Excerpts from labeled region data:
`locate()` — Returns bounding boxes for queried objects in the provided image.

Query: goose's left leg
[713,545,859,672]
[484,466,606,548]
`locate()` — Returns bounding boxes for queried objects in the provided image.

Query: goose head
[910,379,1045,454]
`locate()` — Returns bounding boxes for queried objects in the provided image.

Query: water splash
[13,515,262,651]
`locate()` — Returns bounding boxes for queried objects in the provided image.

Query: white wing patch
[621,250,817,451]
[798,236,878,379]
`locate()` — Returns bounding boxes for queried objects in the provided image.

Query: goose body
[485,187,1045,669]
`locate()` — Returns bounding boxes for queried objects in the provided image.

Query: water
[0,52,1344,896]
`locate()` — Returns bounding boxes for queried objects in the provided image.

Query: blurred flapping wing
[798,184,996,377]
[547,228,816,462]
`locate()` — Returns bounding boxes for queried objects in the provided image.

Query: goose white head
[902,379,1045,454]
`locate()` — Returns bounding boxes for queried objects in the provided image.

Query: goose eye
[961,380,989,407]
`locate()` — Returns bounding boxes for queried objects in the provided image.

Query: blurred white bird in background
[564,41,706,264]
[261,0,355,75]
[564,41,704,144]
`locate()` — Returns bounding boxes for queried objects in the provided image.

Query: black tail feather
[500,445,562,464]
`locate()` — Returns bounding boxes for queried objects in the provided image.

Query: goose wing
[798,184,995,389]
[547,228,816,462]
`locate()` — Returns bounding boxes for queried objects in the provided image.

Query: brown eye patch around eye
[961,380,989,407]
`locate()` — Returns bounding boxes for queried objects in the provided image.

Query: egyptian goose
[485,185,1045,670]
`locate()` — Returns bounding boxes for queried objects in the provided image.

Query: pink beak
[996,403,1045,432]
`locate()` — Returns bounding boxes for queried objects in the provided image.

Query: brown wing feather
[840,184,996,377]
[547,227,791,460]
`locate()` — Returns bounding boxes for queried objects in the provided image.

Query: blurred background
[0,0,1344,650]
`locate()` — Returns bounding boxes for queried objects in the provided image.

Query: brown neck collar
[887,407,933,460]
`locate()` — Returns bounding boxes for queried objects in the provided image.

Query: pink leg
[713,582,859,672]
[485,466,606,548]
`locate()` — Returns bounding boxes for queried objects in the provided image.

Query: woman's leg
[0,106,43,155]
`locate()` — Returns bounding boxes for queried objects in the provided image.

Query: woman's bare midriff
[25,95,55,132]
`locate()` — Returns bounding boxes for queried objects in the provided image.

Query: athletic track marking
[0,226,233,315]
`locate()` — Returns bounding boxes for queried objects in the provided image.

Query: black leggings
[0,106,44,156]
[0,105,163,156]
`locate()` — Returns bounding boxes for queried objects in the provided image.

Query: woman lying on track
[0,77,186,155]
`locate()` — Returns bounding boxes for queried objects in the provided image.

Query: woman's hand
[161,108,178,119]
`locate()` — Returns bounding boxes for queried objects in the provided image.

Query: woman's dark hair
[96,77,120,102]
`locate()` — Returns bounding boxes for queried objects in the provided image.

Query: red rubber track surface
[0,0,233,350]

* What you are asked to do: Which lines in the records above contain the string "black", with case counting? Find each one and copy it in full.

* Exercise answer:
Query: black tail feather
Query: black leggings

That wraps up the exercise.